EXERCISE PROMPT :: Copy out the material unchanged, from the line with "Return the outline of every instance of the walkway" to the line with "104 118 L 108".
——
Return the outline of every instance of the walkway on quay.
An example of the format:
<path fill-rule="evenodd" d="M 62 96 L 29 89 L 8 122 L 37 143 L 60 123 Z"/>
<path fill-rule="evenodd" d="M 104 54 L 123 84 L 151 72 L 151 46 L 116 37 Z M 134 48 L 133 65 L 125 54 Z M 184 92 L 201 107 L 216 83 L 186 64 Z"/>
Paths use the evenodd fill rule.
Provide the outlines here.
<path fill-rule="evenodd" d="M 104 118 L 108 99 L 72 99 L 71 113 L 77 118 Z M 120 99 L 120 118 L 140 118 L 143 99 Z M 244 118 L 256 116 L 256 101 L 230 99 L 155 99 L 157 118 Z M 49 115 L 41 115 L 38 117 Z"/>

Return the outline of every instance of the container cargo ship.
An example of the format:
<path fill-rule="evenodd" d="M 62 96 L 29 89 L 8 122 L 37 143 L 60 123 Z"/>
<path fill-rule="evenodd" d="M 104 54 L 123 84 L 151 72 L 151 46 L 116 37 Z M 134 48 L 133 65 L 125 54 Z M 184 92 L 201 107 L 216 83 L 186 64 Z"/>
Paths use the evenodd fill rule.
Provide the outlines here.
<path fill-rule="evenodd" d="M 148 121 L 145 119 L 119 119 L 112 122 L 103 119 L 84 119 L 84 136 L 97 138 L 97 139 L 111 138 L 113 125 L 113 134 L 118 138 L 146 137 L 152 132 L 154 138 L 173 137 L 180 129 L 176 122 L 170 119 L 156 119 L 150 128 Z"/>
——
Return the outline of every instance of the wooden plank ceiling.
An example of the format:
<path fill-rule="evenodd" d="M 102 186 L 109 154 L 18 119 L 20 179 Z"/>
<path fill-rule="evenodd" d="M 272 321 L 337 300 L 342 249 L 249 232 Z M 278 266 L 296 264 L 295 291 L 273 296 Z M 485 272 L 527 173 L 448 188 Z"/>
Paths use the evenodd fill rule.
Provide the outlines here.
——
FINISHED ANSWER ::
Return the outline of every instance of the walkway on quay.
An example of the format:
<path fill-rule="evenodd" d="M 62 96 L 29 89 L 8 122 L 37 143 L 60 123 Z"/>
<path fill-rule="evenodd" d="M 104 54 L 123 84 L 151 72 L 151 46 L 116 37 Z M 134 48 L 133 65 L 125 54 Z M 184 92 L 201 107 L 216 83 L 186 64 Z"/>
Paths use the evenodd fill rule.
Provide the outlines here.
<path fill-rule="evenodd" d="M 104 118 L 108 99 L 72 99 L 71 113 L 77 118 Z M 120 99 L 120 118 L 140 118 L 143 99 Z M 244 118 L 256 116 L 256 101 L 230 99 L 155 99 L 157 118 Z M 49 115 L 41 115 L 38 117 Z"/>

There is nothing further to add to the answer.